## WHAT IS BEING ASKED
Extract, verbatim, all lines starting at the one containing "of the grey" and ending with the final line of the listing, and no others.

(Rows from a dataset)
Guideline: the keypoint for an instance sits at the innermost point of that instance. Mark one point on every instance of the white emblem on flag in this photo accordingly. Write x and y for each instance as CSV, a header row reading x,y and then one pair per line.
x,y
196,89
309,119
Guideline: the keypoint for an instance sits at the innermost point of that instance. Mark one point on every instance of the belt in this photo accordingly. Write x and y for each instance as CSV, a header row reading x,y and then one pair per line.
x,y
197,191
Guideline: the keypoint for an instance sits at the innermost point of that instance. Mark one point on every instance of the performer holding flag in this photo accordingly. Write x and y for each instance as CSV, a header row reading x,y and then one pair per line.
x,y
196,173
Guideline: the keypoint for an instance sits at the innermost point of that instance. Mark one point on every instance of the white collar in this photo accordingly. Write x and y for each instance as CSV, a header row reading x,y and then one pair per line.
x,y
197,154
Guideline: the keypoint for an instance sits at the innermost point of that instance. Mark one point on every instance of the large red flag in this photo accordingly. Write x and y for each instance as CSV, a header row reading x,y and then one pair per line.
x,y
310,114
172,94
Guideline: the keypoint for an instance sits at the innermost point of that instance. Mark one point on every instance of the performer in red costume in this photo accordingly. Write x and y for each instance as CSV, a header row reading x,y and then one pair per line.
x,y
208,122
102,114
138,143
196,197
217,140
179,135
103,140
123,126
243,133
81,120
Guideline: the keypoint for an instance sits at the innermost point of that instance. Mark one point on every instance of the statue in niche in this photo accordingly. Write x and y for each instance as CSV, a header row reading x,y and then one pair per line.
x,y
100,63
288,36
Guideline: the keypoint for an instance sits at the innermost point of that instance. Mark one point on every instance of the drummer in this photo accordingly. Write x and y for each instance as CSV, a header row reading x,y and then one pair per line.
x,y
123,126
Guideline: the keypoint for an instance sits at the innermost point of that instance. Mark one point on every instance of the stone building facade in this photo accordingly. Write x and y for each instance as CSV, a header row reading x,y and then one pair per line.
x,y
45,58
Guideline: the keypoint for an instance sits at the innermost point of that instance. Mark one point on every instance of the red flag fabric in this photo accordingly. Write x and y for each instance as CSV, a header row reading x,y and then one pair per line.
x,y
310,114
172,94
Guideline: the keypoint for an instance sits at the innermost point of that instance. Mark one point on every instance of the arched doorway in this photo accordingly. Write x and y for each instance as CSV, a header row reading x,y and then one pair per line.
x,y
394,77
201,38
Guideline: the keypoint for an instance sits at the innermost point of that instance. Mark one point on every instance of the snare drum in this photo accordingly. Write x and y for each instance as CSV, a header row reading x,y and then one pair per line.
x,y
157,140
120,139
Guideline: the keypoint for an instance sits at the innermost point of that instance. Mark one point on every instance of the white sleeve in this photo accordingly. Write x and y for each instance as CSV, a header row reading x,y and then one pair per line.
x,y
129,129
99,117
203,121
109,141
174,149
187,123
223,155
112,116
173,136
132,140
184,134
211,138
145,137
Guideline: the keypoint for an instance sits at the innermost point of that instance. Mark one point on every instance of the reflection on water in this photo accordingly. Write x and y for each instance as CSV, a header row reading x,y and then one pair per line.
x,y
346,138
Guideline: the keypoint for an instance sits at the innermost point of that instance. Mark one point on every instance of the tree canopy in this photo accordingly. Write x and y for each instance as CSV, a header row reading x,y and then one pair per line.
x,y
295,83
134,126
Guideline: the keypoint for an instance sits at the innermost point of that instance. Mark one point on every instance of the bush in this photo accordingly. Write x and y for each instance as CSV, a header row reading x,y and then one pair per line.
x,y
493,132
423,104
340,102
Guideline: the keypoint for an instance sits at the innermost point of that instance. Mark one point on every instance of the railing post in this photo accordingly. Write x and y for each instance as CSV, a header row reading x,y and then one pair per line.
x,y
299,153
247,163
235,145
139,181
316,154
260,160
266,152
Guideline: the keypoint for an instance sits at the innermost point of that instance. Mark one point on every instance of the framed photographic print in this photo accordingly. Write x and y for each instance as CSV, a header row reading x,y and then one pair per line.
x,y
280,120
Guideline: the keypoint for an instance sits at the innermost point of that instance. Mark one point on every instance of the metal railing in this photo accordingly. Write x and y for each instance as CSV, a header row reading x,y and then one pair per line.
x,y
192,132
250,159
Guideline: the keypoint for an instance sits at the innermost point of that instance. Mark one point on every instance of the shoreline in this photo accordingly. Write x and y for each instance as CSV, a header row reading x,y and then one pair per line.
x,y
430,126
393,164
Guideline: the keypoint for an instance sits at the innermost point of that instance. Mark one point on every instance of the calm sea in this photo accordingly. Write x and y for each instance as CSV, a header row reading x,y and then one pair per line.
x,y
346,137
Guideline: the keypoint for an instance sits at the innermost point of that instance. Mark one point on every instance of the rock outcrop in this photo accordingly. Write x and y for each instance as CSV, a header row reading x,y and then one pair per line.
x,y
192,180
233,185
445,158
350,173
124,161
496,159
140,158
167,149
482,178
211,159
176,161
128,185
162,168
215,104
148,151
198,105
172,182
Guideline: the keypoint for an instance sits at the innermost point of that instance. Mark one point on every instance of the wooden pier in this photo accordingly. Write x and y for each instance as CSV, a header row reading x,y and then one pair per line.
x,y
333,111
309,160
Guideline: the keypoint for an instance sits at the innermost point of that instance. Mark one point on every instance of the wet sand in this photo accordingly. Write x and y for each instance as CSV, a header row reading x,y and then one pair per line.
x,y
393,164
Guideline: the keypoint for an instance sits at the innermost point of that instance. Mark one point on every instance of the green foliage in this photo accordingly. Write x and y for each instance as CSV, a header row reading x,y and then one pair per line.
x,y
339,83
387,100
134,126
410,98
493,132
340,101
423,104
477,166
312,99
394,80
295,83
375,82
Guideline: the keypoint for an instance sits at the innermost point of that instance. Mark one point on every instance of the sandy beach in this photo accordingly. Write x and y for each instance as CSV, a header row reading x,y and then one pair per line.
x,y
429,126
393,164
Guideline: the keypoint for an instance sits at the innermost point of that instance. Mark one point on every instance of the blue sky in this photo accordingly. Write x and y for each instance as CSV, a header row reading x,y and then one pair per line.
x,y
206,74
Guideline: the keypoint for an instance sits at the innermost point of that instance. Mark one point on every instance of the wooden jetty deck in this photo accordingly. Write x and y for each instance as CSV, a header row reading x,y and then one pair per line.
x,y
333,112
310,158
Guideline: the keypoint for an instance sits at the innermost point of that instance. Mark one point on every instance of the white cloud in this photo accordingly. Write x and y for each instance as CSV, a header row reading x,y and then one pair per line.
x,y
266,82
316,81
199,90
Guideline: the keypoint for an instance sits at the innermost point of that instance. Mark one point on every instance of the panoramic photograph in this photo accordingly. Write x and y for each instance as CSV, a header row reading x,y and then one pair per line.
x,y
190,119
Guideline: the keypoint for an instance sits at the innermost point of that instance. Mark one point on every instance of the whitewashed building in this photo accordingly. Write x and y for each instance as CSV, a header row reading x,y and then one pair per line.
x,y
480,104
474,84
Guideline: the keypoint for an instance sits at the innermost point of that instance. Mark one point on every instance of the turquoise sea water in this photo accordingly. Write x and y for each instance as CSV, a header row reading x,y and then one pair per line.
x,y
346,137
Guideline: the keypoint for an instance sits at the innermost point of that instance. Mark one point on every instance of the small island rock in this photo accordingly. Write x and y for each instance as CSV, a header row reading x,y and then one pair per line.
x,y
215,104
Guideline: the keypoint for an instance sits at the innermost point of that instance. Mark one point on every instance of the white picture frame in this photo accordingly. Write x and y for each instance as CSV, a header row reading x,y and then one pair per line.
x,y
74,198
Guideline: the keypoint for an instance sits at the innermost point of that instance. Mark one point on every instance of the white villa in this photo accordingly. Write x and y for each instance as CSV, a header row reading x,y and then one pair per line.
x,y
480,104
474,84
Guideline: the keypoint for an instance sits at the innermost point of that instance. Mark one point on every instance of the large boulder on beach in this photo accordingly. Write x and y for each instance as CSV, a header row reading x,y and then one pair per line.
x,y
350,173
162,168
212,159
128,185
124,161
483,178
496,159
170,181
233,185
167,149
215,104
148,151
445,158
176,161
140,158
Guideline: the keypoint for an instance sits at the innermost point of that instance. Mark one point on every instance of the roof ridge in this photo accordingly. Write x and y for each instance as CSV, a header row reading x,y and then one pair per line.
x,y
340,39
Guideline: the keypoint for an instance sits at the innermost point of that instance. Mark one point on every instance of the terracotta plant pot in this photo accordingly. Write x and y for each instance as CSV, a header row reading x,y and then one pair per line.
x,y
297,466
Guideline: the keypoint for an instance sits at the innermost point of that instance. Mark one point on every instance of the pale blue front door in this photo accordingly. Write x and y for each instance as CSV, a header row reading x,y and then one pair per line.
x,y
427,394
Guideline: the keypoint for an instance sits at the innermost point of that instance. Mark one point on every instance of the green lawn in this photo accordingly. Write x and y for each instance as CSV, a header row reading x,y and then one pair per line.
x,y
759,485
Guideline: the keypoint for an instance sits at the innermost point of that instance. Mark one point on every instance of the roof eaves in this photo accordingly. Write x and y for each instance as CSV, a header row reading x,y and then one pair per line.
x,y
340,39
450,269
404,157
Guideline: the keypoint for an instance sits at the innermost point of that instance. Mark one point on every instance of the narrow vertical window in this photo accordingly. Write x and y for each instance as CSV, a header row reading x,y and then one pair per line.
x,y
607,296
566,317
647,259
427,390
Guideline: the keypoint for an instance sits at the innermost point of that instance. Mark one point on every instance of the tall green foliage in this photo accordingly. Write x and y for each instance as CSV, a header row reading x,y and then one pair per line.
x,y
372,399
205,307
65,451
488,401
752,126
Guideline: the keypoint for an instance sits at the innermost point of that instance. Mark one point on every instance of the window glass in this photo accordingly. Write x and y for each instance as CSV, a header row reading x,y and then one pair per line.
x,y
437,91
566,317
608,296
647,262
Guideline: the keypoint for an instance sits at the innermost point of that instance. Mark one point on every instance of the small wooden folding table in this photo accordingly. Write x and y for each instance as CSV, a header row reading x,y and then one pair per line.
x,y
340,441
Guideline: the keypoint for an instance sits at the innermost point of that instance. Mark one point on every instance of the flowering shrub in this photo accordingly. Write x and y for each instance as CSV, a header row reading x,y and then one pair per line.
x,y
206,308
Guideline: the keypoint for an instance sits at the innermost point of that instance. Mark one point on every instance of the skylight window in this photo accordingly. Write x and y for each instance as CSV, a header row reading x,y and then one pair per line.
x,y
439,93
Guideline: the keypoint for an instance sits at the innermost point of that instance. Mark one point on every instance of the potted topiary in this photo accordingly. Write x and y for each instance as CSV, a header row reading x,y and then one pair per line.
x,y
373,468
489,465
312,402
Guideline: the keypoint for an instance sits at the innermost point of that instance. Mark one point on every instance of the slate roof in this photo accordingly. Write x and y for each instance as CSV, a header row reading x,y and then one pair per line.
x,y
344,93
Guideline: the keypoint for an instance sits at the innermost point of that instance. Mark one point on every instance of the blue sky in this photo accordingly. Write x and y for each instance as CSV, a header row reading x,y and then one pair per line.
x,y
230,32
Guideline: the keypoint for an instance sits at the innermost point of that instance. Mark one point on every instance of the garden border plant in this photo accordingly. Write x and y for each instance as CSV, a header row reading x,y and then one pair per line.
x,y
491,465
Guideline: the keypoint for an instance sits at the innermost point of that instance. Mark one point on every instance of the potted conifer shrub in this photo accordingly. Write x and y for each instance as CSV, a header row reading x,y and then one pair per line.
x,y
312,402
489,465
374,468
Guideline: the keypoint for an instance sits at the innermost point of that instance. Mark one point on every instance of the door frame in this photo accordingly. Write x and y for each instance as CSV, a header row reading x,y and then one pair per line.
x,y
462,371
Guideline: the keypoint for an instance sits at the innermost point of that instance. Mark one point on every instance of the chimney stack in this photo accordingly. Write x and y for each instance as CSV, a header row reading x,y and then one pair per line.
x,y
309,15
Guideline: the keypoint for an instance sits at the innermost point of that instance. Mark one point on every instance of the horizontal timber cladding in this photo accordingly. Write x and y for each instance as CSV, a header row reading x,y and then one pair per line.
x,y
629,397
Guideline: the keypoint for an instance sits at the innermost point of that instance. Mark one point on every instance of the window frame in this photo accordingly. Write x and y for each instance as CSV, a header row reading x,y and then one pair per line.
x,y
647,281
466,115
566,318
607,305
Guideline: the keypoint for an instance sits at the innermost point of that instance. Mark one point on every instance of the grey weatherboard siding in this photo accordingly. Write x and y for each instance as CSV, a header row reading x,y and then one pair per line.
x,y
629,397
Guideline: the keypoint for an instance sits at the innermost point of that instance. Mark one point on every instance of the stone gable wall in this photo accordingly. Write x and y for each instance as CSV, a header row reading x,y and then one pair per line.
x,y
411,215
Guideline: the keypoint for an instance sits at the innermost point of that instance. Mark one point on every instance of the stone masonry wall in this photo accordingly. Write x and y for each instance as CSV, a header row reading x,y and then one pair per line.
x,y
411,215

## TASK ANSWER
Guideline: the keypoint for an instance sits at the innermost point of that instance. Mark one point on every instance of the grey weatherboard siding in this photo accordingly. Write x and y for each instance as CSV, a header row reading x,y and then one pair per line.
x,y
629,397
Guideline: the keypoint for an instance sits at the innermost point of that instance. Mark one point on every instance of the stone gable wall in this photo accordingly. Write x and y for each instance as CSV, a header row reading x,y and then one pair per line.
x,y
411,215
Guideline: the keypoint for an instance sits at the innermost point of that instance. Mark one point on every instance of the stone masonry wall in this photo accordingly. Write x and y for each instance as CSV, a header row reading x,y and then one pair per line.
x,y
411,215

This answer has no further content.